--- start Source records ---
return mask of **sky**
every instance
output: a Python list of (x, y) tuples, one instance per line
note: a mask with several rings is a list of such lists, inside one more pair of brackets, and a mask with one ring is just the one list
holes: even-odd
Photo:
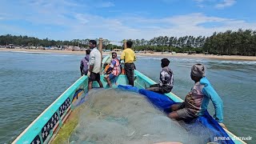
[(54, 40), (210, 36), (256, 30), (253, 0), (0, 0), (0, 35)]

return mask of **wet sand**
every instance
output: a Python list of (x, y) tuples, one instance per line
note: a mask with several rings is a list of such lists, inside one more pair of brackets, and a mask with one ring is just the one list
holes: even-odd
[[(57, 53), (57, 54), (85, 54), (85, 51), (71, 51), (71, 50), (28, 50), (28, 49), (6, 49), (0, 48), (0, 51), (20, 51), (29, 53)], [(104, 55), (109, 54), (110, 52), (103, 52)], [(121, 52), (117, 52), (118, 55)], [(168, 57), (168, 58), (206, 58), (214, 59), (226, 59), (226, 60), (246, 60), (246, 61), (256, 61), (256, 56), (239, 56), (239, 55), (214, 55), (214, 54), (187, 54), (182, 53), (172, 54), (162, 54), (161, 52), (150, 53), (136, 53), (138, 56), (150, 56), (150, 57)]]

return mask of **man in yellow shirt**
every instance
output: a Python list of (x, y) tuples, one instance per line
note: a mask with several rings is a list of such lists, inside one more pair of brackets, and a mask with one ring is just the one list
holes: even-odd
[(135, 65), (134, 62), (136, 61), (136, 56), (134, 51), (130, 49), (132, 45), (133, 42), (131, 41), (126, 42), (127, 48), (122, 52), (120, 59), (125, 61), (125, 70), (129, 85), (134, 86)]

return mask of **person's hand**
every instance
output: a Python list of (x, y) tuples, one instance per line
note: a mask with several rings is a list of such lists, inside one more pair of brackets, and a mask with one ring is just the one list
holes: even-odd
[(221, 126), (222, 128), (227, 130), (227, 128), (226, 127), (226, 126), (223, 123), (220, 123), (218, 122), (219, 126)]
[(87, 76), (90, 78), (90, 71), (88, 71), (88, 73), (87, 73)]

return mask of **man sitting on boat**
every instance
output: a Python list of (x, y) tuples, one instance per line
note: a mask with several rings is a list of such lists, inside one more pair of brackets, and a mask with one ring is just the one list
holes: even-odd
[(202, 64), (195, 64), (191, 68), (190, 77), (195, 84), (185, 98), (185, 101), (170, 106), (172, 110), (168, 117), (172, 119), (186, 119), (203, 115), (207, 110), (210, 99), (212, 101), (215, 114), (214, 118), (225, 127), (223, 122), (223, 102), (210, 85), (206, 76), (206, 67)]
[(109, 68), (106, 72), (107, 75), (104, 77), (104, 78), (106, 79), (107, 84), (109, 85), (110, 87), (112, 87), (112, 84), (110, 81), (115, 78), (116, 77), (118, 77), (121, 72), (120, 62), (117, 56), (118, 54), (116, 52), (112, 53), (112, 61)]
[(161, 59), (161, 66), (162, 68), (160, 72), (159, 82), (151, 85), (146, 90), (159, 94), (170, 93), (174, 86), (174, 73), (168, 67), (170, 63), (169, 59)]

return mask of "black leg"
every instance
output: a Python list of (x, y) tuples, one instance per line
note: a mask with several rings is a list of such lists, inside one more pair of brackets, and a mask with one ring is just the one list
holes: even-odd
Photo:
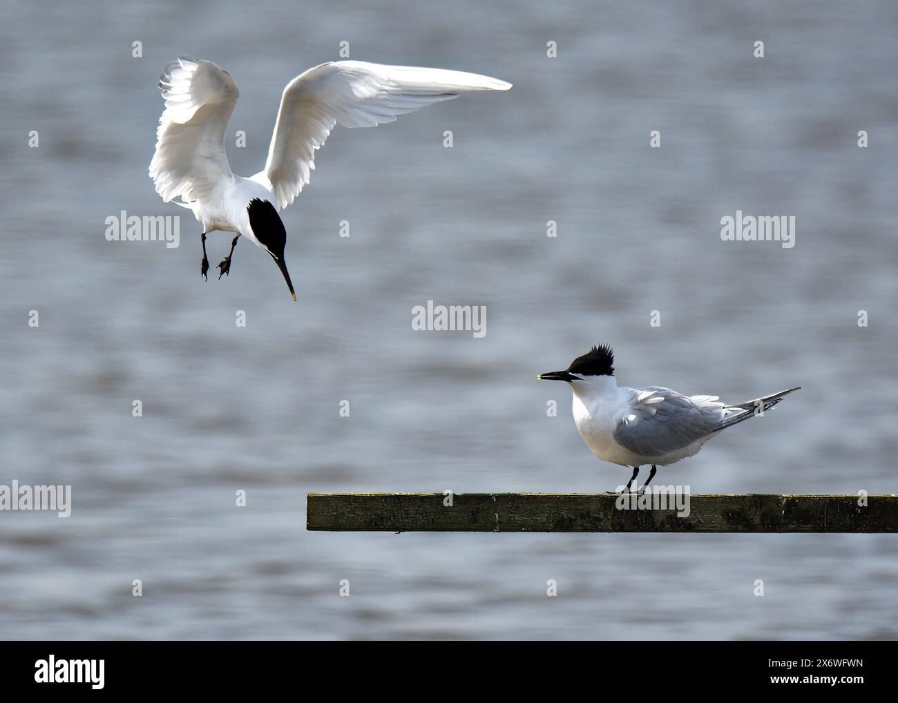
[(206, 280), (209, 279), (206, 274), (209, 271), (209, 259), (206, 257), (206, 233), (204, 232), (199, 238), (203, 242), (203, 262), (199, 265), (199, 275), (202, 276)]
[(655, 478), (655, 472), (656, 472), (656, 470), (657, 470), (657, 467), (656, 467), (656, 466), (655, 466), (655, 464), (652, 464), (652, 470), (650, 470), (650, 471), (648, 472), (648, 478), (647, 478), (647, 479), (646, 479), (646, 483), (645, 483), (645, 484), (643, 485), (643, 487), (642, 487), (642, 488), (641, 488), (639, 489), (639, 490), (640, 490), (640, 492), (641, 492), (641, 491), (644, 491), (644, 490), (646, 489), (646, 487), (647, 487), (647, 486), (648, 485), (648, 482), (649, 482), (650, 480), (652, 480), (652, 479), (654, 479), (654, 478)]
[(240, 239), (240, 234), (238, 234), (236, 237), (233, 238), (233, 242), (231, 242), (231, 251), (228, 252), (228, 255), (226, 257), (224, 257), (221, 260), (220, 264), (218, 264), (218, 268), (221, 269), (221, 273), (218, 274), (218, 277), (219, 278), (221, 278), (223, 276), (224, 276), (224, 274), (227, 274), (228, 276), (231, 275), (231, 273), (230, 273), (230, 271), (231, 271), (231, 254), (233, 253), (233, 248), (235, 246), (237, 246), (237, 240), (238, 239)]

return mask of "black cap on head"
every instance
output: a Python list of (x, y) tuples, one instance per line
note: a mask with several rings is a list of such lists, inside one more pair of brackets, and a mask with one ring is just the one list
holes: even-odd
[(567, 371), (552, 371), (541, 373), (536, 378), (541, 381), (583, 381), (584, 376), (613, 376), (614, 352), (607, 344), (600, 344), (589, 350), (588, 354), (577, 356)]
[(607, 344), (600, 344), (574, 359), (568, 371), (578, 376), (613, 376), (614, 352)]
[(252, 228), (252, 233), (277, 264), (277, 268), (284, 274), (284, 280), (286, 281), (286, 286), (290, 289), (290, 294), (293, 295), (294, 300), (296, 300), (296, 294), (294, 292), (293, 283), (290, 281), (290, 274), (287, 273), (286, 264), (284, 263), (286, 230), (284, 229), (284, 223), (281, 222), (277, 208), (268, 200), (253, 198), (246, 207), (246, 212), (250, 215), (250, 226)]

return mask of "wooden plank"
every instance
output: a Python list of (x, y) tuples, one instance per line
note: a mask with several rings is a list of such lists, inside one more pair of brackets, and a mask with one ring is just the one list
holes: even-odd
[[(660, 500), (664, 497), (665, 504)], [(898, 496), (310, 493), (308, 530), (465, 532), (896, 532)], [(666, 508), (666, 509), (665, 509)], [(686, 514), (688, 513), (688, 514)]]

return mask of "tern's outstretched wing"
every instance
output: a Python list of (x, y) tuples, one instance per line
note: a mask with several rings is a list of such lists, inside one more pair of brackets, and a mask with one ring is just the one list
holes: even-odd
[(724, 415), (717, 396), (690, 398), (669, 388), (632, 388), (632, 400), (614, 432), (624, 449), (660, 457), (689, 446), (714, 431)]
[(209, 197), (231, 176), (224, 129), (237, 104), (230, 74), (211, 61), (180, 57), (159, 80), (165, 111), (159, 119), (150, 178), (165, 202)]
[(284, 89), (265, 170), (252, 178), (271, 188), (278, 207), (286, 207), (309, 182), (315, 151), (338, 122), (374, 127), (462, 92), (510, 87), (486, 75), (440, 68), (364, 61), (321, 64)]

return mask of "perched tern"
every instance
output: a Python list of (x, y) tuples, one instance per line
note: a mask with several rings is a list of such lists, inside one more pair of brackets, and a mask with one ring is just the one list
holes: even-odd
[(721, 430), (770, 409), (790, 388), (743, 403), (722, 403), (716, 395), (686, 396), (660, 386), (627, 388), (614, 379), (611, 347), (594, 347), (566, 371), (541, 373), (542, 381), (566, 381), (574, 391), (574, 421), (589, 450), (603, 461), (633, 467), (656, 466), (692, 456)]
[(265, 168), (250, 178), (231, 171), (224, 131), (237, 104), (231, 75), (211, 61), (180, 57), (159, 81), (165, 110), (156, 132), (150, 178), (163, 200), (193, 211), (202, 223), (203, 260), (209, 261), (206, 235), (233, 232), (230, 253), (218, 264), (221, 278), (231, 269), (237, 240), (245, 236), (277, 264), (296, 300), (284, 261), (286, 231), (277, 210), (286, 207), (309, 182), (315, 151), (334, 126), (374, 127), (397, 115), (471, 91), (506, 91), (511, 83), (477, 74), (442, 68), (334, 61), (310, 68), (287, 83), (269, 147)]

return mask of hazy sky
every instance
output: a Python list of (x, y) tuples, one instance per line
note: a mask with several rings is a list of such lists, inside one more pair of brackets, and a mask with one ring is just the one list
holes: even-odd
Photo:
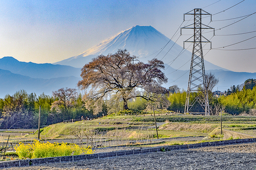
[[(12, 56), (21, 61), (53, 63), (78, 55), (137, 25), (151, 26), (170, 38), (182, 23), (184, 13), (194, 8), (202, 8), (214, 14), (241, 1), (2, 0), (0, 1), (0, 58)], [(256, 12), (256, 1), (245, 0), (224, 12), (213, 15), (213, 22), (209, 26), (219, 28), (243, 18), (214, 21), (239, 17)], [(186, 16), (186, 19), (189, 20), (191, 16)], [(203, 21), (208, 24), (210, 18), (204, 18)], [(182, 26), (191, 22), (185, 21)], [(256, 36), (256, 32), (237, 35), (219, 35), (256, 31), (255, 24), (256, 13), (221, 30), (216, 30), (216, 36), (211, 39), (212, 48), (227, 46)], [(192, 30), (182, 30), (182, 34), (192, 33)], [(204, 35), (210, 39), (212, 32)], [(173, 40), (176, 41), (179, 36)], [(177, 43), (183, 46), (183, 42), (189, 38), (188, 36), (182, 35)], [(186, 44), (185, 47), (189, 45)], [(256, 37), (222, 49), (255, 47)], [(209, 49), (210, 45), (205, 48)], [(204, 52), (205, 54), (207, 51), (206, 50)], [(233, 71), (255, 72), (256, 53), (256, 49), (212, 50), (205, 55), (205, 59)]]

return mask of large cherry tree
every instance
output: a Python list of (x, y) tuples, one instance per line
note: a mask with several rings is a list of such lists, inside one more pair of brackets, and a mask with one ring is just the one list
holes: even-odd
[[(82, 89), (91, 88), (84, 98), (86, 103), (94, 101), (94, 105), (100, 105), (108, 93), (114, 93), (123, 100), (124, 109), (128, 109), (130, 98), (140, 97), (152, 101), (167, 93), (161, 86), (167, 82), (161, 70), (164, 68), (163, 62), (154, 58), (144, 63), (135, 61), (137, 58), (126, 50), (119, 49), (113, 54), (98, 55), (86, 64), (78, 84)], [(143, 92), (136, 93), (138, 89)], [(87, 106), (91, 107), (92, 103)]]

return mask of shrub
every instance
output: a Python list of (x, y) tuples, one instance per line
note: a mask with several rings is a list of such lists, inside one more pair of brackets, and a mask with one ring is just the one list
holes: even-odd
[(81, 148), (76, 144), (68, 145), (63, 142), (41, 143), (38, 140), (34, 140), (32, 144), (25, 144), (20, 143), (19, 144), (19, 146), (16, 145), (15, 149), (20, 159), (61, 157), (94, 153), (90, 147)]

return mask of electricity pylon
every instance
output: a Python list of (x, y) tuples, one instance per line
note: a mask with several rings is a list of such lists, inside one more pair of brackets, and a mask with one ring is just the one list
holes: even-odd
[[(193, 11), (193, 13), (191, 13)], [(184, 21), (185, 15), (193, 15), (194, 23), (181, 29), (193, 29), (194, 35), (184, 42), (193, 43), (184, 112), (194, 115), (210, 115), (202, 43), (211, 42), (202, 35), (202, 30), (214, 28), (202, 24), (202, 15), (211, 15), (211, 15), (202, 9), (194, 9), (184, 14)], [(192, 38), (194, 39), (193, 41), (191, 40)]]

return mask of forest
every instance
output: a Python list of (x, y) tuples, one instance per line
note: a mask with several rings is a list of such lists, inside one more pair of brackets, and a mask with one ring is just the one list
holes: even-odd
[[(253, 80), (255, 79), (251, 79)], [(245, 81), (246, 82), (248, 80)], [(225, 112), (232, 115), (256, 114), (256, 86), (242, 88), (233, 86), (218, 97), (214, 96), (210, 100), (211, 107), (216, 104), (224, 106)], [(170, 87), (170, 93), (165, 97), (169, 101), (166, 107), (155, 105), (155, 109), (167, 109), (181, 113), (184, 112), (186, 92), (180, 91), (177, 85)], [(44, 93), (37, 96), (34, 93), (28, 94), (24, 90), (16, 92), (13, 95), (6, 95), (0, 98), (0, 127), (1, 129), (36, 128), (38, 124), (39, 106), (41, 106), (41, 124), (49, 125), (72, 119), (79, 119), (83, 116), (93, 118), (123, 110), (123, 101), (116, 104), (115, 109), (108, 105), (108, 101), (103, 104), (102, 110), (95, 115), (92, 110), (86, 108), (82, 95), (74, 89), (63, 88), (53, 92), (52, 96)], [(141, 97), (128, 101), (129, 109), (141, 113), (152, 110), (152, 103)]]
[[(177, 85), (168, 89), (162, 86), (167, 80), (162, 72), (163, 62), (156, 58), (147, 63), (135, 62), (136, 58), (126, 50), (119, 49), (113, 54), (94, 58), (82, 69), (79, 92), (66, 87), (52, 92), (51, 96), (28, 94), (23, 89), (7, 94), (0, 98), (0, 128), (36, 128), (40, 107), (42, 126), (124, 110), (147, 112), (153, 110), (153, 106), (161, 112), (168, 109), (183, 113), (187, 92), (181, 91)], [(210, 110), (221, 106), (233, 115), (256, 112), (256, 80), (248, 79), (216, 96), (212, 90), (218, 79), (211, 73), (206, 78)]]

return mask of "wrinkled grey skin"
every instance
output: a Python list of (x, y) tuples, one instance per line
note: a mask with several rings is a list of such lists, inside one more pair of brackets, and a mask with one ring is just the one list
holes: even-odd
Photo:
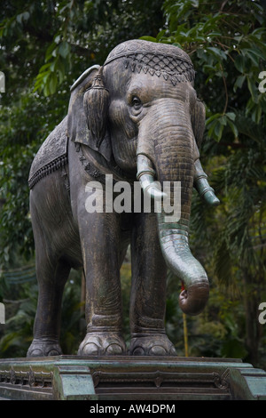
[[(30, 192), (39, 300), (29, 357), (61, 353), (60, 303), (71, 268), (82, 268), (86, 278), (87, 334), (78, 354), (127, 352), (121, 334), (120, 268), (129, 244), (132, 257), (129, 354), (176, 354), (164, 325), (168, 267), (185, 285), (179, 301), (184, 312), (200, 313), (208, 298), (206, 272), (188, 245), (193, 186), (207, 203), (215, 205), (218, 199), (199, 160), (197, 142), (202, 137), (204, 112), (200, 106), (201, 110), (197, 110), (192, 84), (174, 84), (150, 72), (125, 68), (124, 57), (111, 60), (100, 72), (106, 90), (94, 90), (92, 94), (108, 93), (108, 101), (102, 99), (106, 101), (97, 110), (103, 112), (101, 138), (93, 137), (85, 101), (83, 109), (84, 92), (98, 74), (98, 68), (92, 68), (72, 89), (68, 115), (60, 125), (69, 138), (65, 172), (49, 173)], [(143, 189), (147, 182), (153, 186), (153, 180), (181, 181), (181, 219), (168, 223), (164, 213), (89, 213), (85, 187), (97, 178), (85, 169), (88, 162), (116, 180), (134, 181), (138, 173)], [(160, 196), (153, 186), (145, 192)]]

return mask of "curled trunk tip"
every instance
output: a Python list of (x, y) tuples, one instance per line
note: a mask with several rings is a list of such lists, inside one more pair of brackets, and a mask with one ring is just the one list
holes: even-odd
[(192, 283), (181, 292), (179, 295), (179, 306), (184, 313), (196, 316), (204, 309), (209, 294), (208, 283), (202, 282)]

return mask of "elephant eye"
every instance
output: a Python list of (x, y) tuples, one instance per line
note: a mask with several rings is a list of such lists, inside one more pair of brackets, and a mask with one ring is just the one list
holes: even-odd
[(140, 99), (138, 99), (138, 97), (137, 97), (137, 96), (133, 96), (131, 103), (132, 103), (132, 106), (133, 106), (136, 109), (140, 109), (140, 107), (141, 107), (141, 100), (140, 100)]

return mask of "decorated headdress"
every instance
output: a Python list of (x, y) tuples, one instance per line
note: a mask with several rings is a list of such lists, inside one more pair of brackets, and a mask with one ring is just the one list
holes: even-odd
[(192, 62), (188, 54), (177, 46), (144, 40), (126, 41), (109, 53), (104, 66), (120, 58), (124, 59), (126, 68), (163, 76), (174, 85), (194, 81)]

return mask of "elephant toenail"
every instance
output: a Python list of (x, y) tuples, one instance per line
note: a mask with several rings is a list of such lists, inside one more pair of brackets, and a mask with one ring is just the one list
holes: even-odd
[(133, 356), (145, 356), (145, 350), (142, 347), (137, 347), (133, 351)]
[(153, 345), (150, 350), (150, 355), (152, 356), (165, 356), (166, 350), (160, 345)]
[(122, 349), (118, 344), (110, 344), (106, 349), (106, 354), (121, 354)]
[(56, 350), (51, 350), (49, 351), (48, 356), (59, 356), (59, 353)]
[(98, 356), (98, 347), (94, 342), (88, 342), (82, 350), (82, 356)]

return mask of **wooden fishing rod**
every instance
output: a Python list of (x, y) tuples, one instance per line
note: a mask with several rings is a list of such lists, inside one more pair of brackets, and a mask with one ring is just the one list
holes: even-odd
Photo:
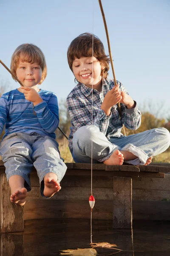
[[(0, 59), (0, 63), (1, 63), (2, 64), (2, 65), (3, 66), (3, 67), (6, 69), (6, 70), (7, 70), (8, 71), (8, 72), (10, 73), (11, 75), (11, 76), (15, 79), (17, 82), (18, 82), (18, 83), (19, 84), (20, 84), (21, 85), (21, 86), (24, 86), (24, 85), (22, 83), (21, 83), (21, 82), (20, 81), (20, 80), (19, 80), (19, 79), (18, 79), (18, 78), (17, 77), (17, 76), (15, 76), (15, 75), (12, 72), (11, 72), (11, 71), (8, 68), (8, 67), (7, 67), (6, 66), (6, 65), (5, 65), (5, 64), (4, 64), (4, 63), (3, 62), (3, 61), (2, 61)], [(64, 132), (62, 130), (62, 129), (60, 129), (60, 128), (59, 126), (58, 126), (57, 128), (59, 130), (59, 131), (61, 131), (61, 132), (63, 134), (63, 135), (65, 137), (65, 138), (67, 140), (68, 140), (68, 137), (64, 133)]]
[[(101, 11), (101, 13), (102, 13), (102, 17), (103, 17), (103, 22), (104, 22), (104, 26), (105, 26), (105, 31), (106, 32), (107, 40), (108, 41), (108, 49), (109, 53), (109, 57), (110, 57), (110, 64), (111, 64), (111, 67), (112, 70), (113, 75), (113, 78), (114, 78), (114, 84), (115, 84), (115, 86), (116, 86), (117, 85), (117, 82), (116, 82), (116, 79), (115, 73), (114, 70), (113, 62), (113, 61), (112, 55), (112, 53), (111, 53), (111, 51), (110, 44), (110, 39), (109, 39), (109, 33), (108, 32), (108, 26), (107, 26), (106, 21), (106, 19), (105, 18), (105, 13), (104, 13), (104, 12), (103, 11), (103, 6), (102, 6), (102, 1), (101, 1), (101, 0), (99, 0), (99, 5), (100, 6), (100, 10)], [(117, 103), (117, 105), (118, 105), (118, 106), (119, 113), (119, 116), (120, 118), (121, 117), (121, 108), (120, 108), (120, 102), (118, 102)], [(124, 135), (126, 136), (126, 132), (125, 131), (125, 126), (124, 126), (124, 125), (123, 125), (122, 129), (123, 129), (123, 133), (124, 134)]]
--- end Source records ---
What you will do: Multiply every coordinate in the answers by 0.95, rounding to whole numbers with halves going up, and write out the records above again from the line with "return mask of **man in yellow shirt**" to the line with "73), (87, 73)]", both included, requests and all. Leave the requests and their format samples unchanged.

Correct result:
return mask of **man in yellow shirt**
every instance
output: a Python list of (x, y) tuples, one instance per line
note: a mask with several rings is a list of such lists, inside one more pair of brackets, and a mask with one ring is just the one list
holes: even-odd
[(128, 62), (127, 59), (129, 58), (129, 53), (127, 48), (124, 47), (125, 43), (126, 40), (124, 39), (120, 40), (121, 46), (116, 49), (114, 56), (119, 58), (119, 67), (123, 81), (127, 82)]

return mask of **person's hand**
every instance
output: a Python list of (x, y) tuples, one instance per line
note: a mask with several rings is a list of such lists, inside one more pair of brackets, and a mask with one ring is just the one list
holes: even-odd
[(210, 120), (211, 122), (216, 124), (216, 122), (215, 121), (215, 120), (212, 117), (209, 117), (207, 116), (208, 120)]
[(83, 72), (86, 74), (86, 67), (84, 67), (84, 69), (83, 69)]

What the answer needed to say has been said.